● **OPIS ZADANIA**: Przepisz wiernie fragment tekstu o przepisach dla rowerzystów, zaczynając od słów „Eksperci zwracają uwagę, że”, a kończąc po słowach „Transportu Samochodowego (ITS).”.

● **PRZYTOCZONY TEKST**:
——————————
W ostatnich latach kierowcy jednośladów mogli liczyć głównie na nowe przywileje. Teraz to nastawienie się zmienia. Temat uprawnień rowerzystów oraz ich zachowań na drodze i chodnikach od lat budzi ogromne emocje. Niewykluczone, że już niedługo rząd wprowadzi istotne zmiany w prawie, które dotkną użytkowników jednośladów. Dlatego tym zagadnieniem rozpoczynamy cykl DGP poświęcony bezpieczeństwu w ruchu drogowym.
W ostatnich latach kierowcy jednośladów mogli liczyć głównie na nowe przywileje. Teraz to nastawienie się zmienia. Temat uprawnień rowerzystów oraz ich zachowań na drodze i chodnikach od lat budzi ogromne emocje. Niewykluczone, że już niedługo rząd wprowadzi istotne zmiany w prawie, które dotkną użytkowników jednośladów. Dlatego tym zagadnieniem rozpoczynamy cykl DGP poświęcony bezpieczeństwu w ruchu drogowym.
Eksperci zwracają uwagę, że istniejące przepisy odnoszące się do jednośladów wymagają zmian, choćby w kontekście zwiększającej się popularności rowerów. Zjawisko sprzyja zdrowiu Polaków, ale ma też ciemne strony. – W ostatnich dwóch latach w ok. 15 proc. wypadków drogowych uczestniczyli kierowcy jednośladów. Ten udział był najwyższy od 10 lat – zwraca uwagę dr hab. inż. Marcin Ślęzak, dyrektor Instytutu Transportu Samochodowego (ITS).
Nie bez powodu rząd myśli o wprowadzeniu obowiązku posiadania kart rowerowych (o ile nie ma się innego dokumentu potwierdzającego znajomość przepisów). – W ostatnim okresie tej grupie uczestników ruchu wiele ułatwiono. Niektórzy poczuli się trochę zbyt pewnie, jakby nie dostrzegając tego, że w starciu z samochodem mają małe szanse. Nie wszyscy użytkownicy ruchu drogowego wiedzą, jak bezpiecznie się poruszać. Stąd pomysł, żeby znajomość przepisów była powszechniejsza niż dotychczas – tłumaczył w wywiadzie dla DGP wiceminister transportu Jerzy Szmit.
——————————
● **WYCINKI DANYCH**:

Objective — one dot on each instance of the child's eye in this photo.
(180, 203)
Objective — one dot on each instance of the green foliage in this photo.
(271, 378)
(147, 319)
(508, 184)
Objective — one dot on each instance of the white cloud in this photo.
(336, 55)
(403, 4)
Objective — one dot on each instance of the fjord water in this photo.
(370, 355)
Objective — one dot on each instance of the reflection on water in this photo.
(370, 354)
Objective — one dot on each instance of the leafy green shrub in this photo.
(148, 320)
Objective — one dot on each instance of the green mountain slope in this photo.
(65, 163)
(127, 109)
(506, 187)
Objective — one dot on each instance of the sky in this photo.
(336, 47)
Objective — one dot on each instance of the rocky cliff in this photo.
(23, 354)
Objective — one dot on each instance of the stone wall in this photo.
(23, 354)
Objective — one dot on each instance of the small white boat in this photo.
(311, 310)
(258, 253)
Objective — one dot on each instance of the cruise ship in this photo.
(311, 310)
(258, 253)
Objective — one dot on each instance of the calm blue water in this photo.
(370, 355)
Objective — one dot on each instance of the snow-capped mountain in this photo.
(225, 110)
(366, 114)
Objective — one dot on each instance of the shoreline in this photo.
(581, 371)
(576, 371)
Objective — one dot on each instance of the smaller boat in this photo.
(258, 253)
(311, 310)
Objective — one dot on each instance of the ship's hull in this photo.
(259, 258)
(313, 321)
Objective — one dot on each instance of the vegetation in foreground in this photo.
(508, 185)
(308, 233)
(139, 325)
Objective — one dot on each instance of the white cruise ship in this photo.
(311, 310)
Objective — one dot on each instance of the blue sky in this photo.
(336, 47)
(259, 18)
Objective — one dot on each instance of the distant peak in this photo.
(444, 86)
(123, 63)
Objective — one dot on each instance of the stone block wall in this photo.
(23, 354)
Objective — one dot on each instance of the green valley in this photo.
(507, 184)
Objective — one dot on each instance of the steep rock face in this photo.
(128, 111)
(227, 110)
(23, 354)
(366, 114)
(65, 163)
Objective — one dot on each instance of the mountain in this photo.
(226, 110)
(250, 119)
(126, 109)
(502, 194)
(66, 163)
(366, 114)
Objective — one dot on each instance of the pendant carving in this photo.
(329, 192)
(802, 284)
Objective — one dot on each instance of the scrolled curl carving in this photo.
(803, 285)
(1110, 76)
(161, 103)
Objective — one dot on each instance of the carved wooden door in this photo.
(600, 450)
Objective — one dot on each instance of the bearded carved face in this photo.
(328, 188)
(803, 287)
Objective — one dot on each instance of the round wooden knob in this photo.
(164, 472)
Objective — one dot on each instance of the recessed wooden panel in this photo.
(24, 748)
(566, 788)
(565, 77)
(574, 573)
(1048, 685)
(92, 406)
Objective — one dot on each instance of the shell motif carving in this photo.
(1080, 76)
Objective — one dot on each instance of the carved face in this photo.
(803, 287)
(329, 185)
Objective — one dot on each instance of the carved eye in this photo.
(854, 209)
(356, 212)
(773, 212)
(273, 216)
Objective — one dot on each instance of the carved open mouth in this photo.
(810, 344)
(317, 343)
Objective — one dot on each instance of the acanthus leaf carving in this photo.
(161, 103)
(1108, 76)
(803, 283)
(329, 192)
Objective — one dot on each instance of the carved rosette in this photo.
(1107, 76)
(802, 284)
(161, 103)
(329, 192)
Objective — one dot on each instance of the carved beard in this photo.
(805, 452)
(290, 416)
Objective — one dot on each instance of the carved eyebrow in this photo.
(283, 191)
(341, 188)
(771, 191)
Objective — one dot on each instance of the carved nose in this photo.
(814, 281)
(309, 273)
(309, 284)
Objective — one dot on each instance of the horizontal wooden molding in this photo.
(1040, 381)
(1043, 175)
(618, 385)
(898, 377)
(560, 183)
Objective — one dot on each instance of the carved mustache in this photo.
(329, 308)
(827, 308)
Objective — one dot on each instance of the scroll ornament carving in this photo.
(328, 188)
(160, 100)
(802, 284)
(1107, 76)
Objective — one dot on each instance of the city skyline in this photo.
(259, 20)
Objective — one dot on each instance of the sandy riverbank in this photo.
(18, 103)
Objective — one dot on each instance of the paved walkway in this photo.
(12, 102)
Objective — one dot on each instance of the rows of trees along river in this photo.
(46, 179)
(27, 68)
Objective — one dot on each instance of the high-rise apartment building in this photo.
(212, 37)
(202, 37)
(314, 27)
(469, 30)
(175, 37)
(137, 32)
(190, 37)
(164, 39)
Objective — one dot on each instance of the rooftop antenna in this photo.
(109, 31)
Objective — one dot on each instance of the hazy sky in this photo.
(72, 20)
——————————
● **ODPOWIEDŹ**:
Eksperci zwracają uwagę, że istniejące przepisy odnoszące się do jednośladów wymagają zmian, choćby w kontekście zwiększającej się popularności rowerów. Zjawisko sprzyja zdrowiu Polaków, ale ma też ciemne strony. – W ostatnich dwóch latach w ok. 15 proc. wypadków drogowych uczestniczyli kierowcy jednośladów. Ten udział był najwyższy od 10 lat – zwraca uwagę dr hab. inż. Marcin Ślęzak, dyrektor Instytutu Transportu Samochodowego (ITS).